Consigne 1:
D'après l'extrait, depuis combien de siècles le sens du mot outil a-t-il prévalu ?
Consigne 2:
Recopiez l'extrait depuis les mots « Quand je parle » jusqu'aux mots « moyens de production. » compris.

Extrait:
━━━━━━━━
J’ai avancé l’idée que l’âge des outils, ou des techniques, a pris fin au cours des vingt dernières années. On peut évidemment en discerner le germe bien plus tôt, par exemple dans la vision de la “machine universelle” d’Alan Turing (1), mais elle n’apparaît pleinement qu’avec un événement comme la guerre du Golfe, cette guerre informatisée qui a montré aux hommes à la fois leur parfaite impuissance et leur forte assuétude aux écrans sur lesquels ils la voyaient.

Quand je parle de la fin d’une ère, je n’exclus évidemment pas qu’elle se prolonge dans l’histoire : les ères se chevauchent toujours un peu. Ainsi quand Turing choisit de baptiser “machine” la fonction mathématique qu’il a si brillamment analysée, il jette un pont entre l’ère nouvelle et celle qui précisément touche à son terme, présentant comme un stade avancé, voire le dernier stade de l’évolution de la société technologique, ce qui est en fait radicalement neuf. Nombre de grands penseurs sont tombés en un tel piège : à l’aube de la même ère technologique au Moyen Âge, Hugues de Saint-Victor et Theophilus Presbyter, les premiers à concevoir les instruments des divers métiers comme distincts de la main des artisans qui les maniaient, ne réalisèrent pas mieux l’entière nouveauté de cette autre création inédite – une notion générale des outils comme moyens de production.

L’ère née avec Hugues s’est maintenant achevée, car l’ordinateur ne peut se concevoir comme un outil au sens qui a prévalu depuis huit siècles. Pour employer un outil, je dois pouvoir m’imaginer comme distinct de lui, que je puis saisir ou laisser, employer ou non. Même une machine aussi moderne qu’une automobile est encore un appareil dont je puis tourner la clé de contact pour démarrer. On pourrait objecter qu’une automobile ne peut rouler sans un système routier (quoiqu’il me soit arrivé de conduire une jeep en plein désert), et sans doute la Ford T était nettement plus proche d’un simple marteau que les actuels modèles japonais, qui évoquent déjà davantage une espèce de logiciel, tournant sur la machine constituée par les routes, les tribunaux, la police et les secours hospitaliers d’urgence ; il n’en reste pas moins que, face à une voiture, je puis encore imaginer entre elle et moi une distance, une distalité ou extériorité. C’est cela qui devient pure illusion quand je crée une macro sous WordPerfect pour trier mes notes en bas de page : devenu à la fois usager et partie du système, je ne puis plus considérer ma relation avec cette boîte grise comme Theophilus Presbyter le faisait d’un ciseau de charpentier.
━━━━━━━━
Données étudiées:
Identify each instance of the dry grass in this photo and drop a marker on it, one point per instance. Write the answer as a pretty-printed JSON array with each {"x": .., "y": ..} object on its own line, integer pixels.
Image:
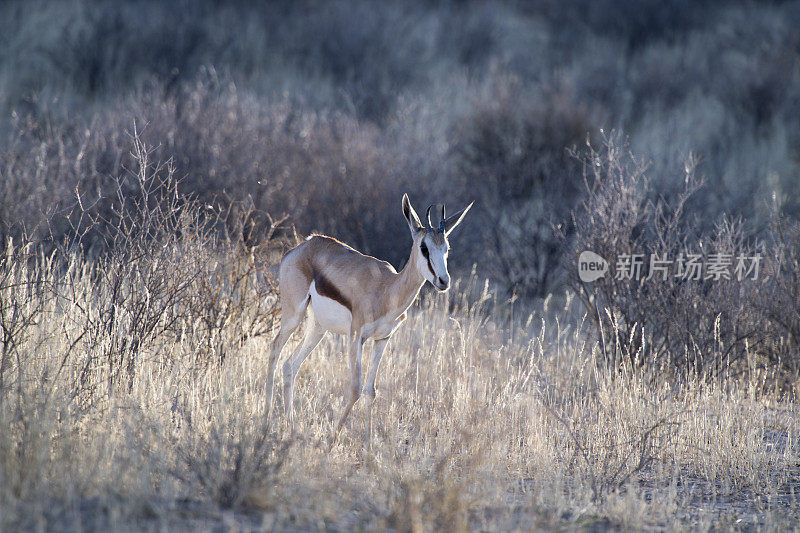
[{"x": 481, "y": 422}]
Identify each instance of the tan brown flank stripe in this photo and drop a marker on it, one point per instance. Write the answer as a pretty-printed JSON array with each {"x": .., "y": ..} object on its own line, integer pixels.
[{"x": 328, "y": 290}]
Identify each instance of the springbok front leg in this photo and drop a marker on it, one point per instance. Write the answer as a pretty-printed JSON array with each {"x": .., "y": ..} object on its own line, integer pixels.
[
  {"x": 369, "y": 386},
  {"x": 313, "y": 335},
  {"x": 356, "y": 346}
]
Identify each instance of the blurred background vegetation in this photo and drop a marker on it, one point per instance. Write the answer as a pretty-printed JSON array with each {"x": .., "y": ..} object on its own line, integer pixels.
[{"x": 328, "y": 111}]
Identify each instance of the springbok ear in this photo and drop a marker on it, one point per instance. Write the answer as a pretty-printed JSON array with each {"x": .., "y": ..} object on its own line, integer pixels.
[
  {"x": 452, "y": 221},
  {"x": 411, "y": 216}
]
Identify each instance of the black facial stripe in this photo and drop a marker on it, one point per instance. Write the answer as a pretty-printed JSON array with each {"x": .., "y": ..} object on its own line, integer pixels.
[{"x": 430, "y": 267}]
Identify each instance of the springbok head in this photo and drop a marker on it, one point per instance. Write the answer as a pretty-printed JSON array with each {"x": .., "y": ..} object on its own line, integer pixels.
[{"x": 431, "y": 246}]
━━━━━━━━
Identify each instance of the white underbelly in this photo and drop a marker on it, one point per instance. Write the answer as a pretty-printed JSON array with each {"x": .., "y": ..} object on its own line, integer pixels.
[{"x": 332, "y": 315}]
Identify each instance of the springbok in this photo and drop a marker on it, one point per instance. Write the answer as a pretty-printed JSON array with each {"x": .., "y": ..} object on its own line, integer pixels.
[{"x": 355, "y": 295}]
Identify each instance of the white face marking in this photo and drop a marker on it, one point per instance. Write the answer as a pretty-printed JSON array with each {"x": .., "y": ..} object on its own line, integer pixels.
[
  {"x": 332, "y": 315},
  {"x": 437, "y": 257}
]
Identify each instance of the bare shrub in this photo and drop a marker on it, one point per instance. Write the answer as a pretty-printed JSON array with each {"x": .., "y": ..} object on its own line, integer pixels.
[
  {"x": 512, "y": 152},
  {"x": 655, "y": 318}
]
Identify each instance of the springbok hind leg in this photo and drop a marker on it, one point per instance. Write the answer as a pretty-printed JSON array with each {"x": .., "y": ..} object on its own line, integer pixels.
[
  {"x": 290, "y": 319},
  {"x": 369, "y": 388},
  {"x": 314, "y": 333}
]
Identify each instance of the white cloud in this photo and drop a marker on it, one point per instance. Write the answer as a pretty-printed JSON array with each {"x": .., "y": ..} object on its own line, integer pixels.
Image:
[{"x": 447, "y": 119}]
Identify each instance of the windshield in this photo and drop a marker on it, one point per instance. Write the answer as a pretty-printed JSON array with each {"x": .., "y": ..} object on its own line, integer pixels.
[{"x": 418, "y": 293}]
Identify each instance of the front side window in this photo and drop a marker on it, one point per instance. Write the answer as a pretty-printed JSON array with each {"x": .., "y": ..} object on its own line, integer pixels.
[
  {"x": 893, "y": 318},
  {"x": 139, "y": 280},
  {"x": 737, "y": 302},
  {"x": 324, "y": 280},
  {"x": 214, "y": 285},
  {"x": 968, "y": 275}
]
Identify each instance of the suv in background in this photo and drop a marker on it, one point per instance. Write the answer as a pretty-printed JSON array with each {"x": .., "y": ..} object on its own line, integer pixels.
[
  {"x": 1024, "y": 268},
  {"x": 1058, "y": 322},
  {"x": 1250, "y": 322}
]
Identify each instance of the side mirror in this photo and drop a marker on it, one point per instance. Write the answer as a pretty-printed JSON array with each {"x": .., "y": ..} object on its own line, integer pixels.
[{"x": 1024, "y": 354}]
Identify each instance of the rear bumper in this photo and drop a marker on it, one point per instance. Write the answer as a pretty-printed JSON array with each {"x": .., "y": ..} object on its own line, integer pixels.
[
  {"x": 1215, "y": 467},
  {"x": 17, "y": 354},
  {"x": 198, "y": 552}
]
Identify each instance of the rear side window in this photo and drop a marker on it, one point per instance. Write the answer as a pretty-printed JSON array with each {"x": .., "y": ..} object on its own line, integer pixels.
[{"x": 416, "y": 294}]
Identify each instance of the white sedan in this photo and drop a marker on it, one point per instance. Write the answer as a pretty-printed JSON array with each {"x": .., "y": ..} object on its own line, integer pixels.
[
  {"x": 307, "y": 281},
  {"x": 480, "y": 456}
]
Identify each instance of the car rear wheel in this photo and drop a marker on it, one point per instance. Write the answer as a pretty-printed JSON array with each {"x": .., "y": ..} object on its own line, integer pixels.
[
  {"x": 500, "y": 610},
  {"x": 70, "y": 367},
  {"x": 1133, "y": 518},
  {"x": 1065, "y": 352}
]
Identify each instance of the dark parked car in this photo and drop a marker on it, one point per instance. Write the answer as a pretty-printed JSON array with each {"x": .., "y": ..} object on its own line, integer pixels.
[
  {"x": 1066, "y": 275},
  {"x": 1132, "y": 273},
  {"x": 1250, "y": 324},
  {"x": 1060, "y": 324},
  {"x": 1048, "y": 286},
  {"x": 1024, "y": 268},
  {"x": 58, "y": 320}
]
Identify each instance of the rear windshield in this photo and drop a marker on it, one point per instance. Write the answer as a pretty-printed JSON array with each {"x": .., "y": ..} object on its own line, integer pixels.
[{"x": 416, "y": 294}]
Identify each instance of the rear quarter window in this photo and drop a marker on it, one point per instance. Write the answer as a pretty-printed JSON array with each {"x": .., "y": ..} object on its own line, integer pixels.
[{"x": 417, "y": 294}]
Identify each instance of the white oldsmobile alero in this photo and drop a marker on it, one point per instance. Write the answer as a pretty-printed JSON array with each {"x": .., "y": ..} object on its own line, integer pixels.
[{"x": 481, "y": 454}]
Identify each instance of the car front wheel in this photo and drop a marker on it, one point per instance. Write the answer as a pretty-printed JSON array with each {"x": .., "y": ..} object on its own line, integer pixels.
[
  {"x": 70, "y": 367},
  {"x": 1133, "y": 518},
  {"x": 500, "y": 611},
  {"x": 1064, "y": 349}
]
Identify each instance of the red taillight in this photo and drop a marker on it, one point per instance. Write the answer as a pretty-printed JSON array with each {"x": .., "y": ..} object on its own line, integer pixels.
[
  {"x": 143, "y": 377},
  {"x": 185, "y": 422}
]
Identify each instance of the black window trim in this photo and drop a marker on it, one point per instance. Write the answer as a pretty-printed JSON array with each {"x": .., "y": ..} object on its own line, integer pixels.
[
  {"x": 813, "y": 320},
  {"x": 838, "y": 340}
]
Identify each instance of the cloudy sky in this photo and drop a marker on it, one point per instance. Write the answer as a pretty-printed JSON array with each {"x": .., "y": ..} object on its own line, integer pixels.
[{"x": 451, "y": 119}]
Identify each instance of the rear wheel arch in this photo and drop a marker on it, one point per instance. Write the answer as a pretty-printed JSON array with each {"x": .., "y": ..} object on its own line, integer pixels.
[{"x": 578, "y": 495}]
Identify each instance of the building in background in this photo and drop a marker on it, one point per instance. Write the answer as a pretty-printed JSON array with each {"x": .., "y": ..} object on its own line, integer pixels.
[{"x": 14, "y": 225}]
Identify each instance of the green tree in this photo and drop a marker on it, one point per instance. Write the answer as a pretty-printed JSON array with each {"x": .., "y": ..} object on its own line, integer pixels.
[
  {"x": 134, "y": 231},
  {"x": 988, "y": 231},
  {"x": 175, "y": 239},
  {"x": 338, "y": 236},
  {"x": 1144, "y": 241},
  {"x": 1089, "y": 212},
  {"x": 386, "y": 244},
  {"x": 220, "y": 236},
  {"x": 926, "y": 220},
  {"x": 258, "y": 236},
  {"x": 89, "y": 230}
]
━━━━━━━━
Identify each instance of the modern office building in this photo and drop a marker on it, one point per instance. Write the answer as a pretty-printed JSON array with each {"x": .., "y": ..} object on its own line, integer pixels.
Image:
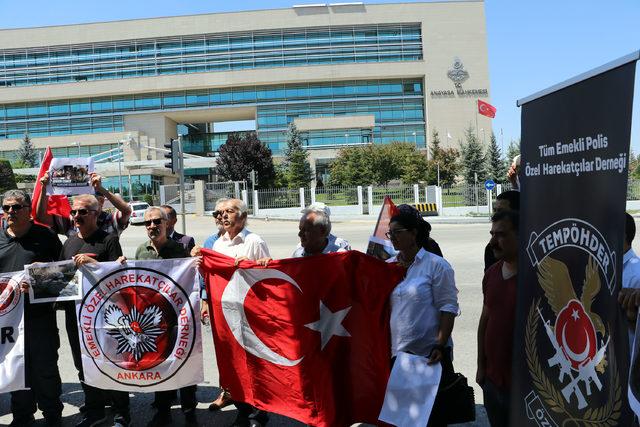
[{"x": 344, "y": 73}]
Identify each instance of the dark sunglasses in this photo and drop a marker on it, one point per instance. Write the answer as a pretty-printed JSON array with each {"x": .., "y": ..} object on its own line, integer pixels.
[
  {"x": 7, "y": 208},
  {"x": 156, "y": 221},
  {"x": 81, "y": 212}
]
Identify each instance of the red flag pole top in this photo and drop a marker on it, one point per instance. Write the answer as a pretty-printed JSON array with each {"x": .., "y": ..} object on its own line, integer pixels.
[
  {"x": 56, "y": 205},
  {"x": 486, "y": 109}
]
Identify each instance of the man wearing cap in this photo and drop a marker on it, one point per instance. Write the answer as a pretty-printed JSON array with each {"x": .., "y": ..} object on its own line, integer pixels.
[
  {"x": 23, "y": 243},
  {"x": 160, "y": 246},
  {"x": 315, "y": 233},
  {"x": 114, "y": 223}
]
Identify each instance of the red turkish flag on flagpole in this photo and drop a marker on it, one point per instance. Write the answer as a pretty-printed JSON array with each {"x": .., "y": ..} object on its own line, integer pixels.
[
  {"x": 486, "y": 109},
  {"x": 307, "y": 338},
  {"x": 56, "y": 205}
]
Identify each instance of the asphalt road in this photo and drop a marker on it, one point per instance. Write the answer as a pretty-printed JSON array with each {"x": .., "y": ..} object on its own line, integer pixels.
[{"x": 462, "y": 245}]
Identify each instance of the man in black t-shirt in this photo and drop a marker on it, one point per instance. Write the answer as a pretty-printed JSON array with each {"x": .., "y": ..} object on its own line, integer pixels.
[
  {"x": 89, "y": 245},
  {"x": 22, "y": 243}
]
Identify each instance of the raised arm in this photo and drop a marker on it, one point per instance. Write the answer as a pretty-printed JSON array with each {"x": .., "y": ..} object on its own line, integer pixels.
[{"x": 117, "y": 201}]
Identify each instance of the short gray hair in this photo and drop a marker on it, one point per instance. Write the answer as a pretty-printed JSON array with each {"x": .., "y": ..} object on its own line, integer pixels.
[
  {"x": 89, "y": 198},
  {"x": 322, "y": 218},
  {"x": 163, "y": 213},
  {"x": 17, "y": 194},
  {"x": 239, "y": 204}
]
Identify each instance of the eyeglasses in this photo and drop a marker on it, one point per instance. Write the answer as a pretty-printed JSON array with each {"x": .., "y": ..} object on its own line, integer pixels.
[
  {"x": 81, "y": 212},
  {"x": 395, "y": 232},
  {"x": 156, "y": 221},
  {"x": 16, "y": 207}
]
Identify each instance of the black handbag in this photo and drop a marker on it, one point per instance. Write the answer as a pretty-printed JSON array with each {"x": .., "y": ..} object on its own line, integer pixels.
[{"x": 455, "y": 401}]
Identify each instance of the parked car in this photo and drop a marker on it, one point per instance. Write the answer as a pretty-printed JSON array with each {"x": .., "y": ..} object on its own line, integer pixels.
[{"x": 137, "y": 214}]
━━━━━━━━
Réponse 1:
Depuis huit siècles.

Réponse 2:
Quand je parle de la fin d’une ère, je n’exclus évidemment pas qu’elle se prolonge dans l’histoire : les ères se chevauchent toujours un peu. Ainsi quand Turing choisit de baptiser “machine” la fonction mathématique qu’il a si brillamment analysée, il jette un pont entre l’ère nouvelle et celle qui précisément touche à son terme, présentant comme un stade avancé, voire le dernier stade de l’évolution de la société technologique, ce qui est en fait radicalement neuf. Nombre de grands penseurs sont tombés en un tel piège : à l’aube de la même ère technologique au Moyen Âge, Hugues de Saint-Victor et Theophilus Presbyter, les premiers à concevoir les instruments des divers métiers comme distincts de la main des artisans qui les maniaient, ne réalisèrent pas mieux l’entière nouveauté de cette autre création inédite – une notion générale des outils comme moyens de production.